● Your instructions: From the line containing "rough mask: <svg" through the last line of the entries below, repeat each line word for word and leave out the rest.
(Beginning of Given records)
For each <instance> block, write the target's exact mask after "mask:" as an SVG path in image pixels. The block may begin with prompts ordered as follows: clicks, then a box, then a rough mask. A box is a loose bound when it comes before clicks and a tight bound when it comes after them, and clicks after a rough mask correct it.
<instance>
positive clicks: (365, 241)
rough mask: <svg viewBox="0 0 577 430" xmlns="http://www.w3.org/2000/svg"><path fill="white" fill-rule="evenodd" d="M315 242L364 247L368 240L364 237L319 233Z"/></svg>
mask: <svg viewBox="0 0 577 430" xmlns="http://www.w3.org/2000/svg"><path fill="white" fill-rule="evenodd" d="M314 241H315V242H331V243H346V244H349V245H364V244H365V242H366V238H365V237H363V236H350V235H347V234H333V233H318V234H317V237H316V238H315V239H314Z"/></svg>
(End of Given records)
● Exercise output:
rough mask: <svg viewBox="0 0 577 430" xmlns="http://www.w3.org/2000/svg"><path fill="white" fill-rule="evenodd" d="M315 242L364 247L368 240L364 237L319 233Z"/></svg>
mask: <svg viewBox="0 0 577 430" xmlns="http://www.w3.org/2000/svg"><path fill="white" fill-rule="evenodd" d="M314 241H315V242H331V243H346V244H349V245H364V244H365V242H366V238H365V237H363V236H350V235H347V234H333V233H318V234H317V237H316V238H315V239H314Z"/></svg>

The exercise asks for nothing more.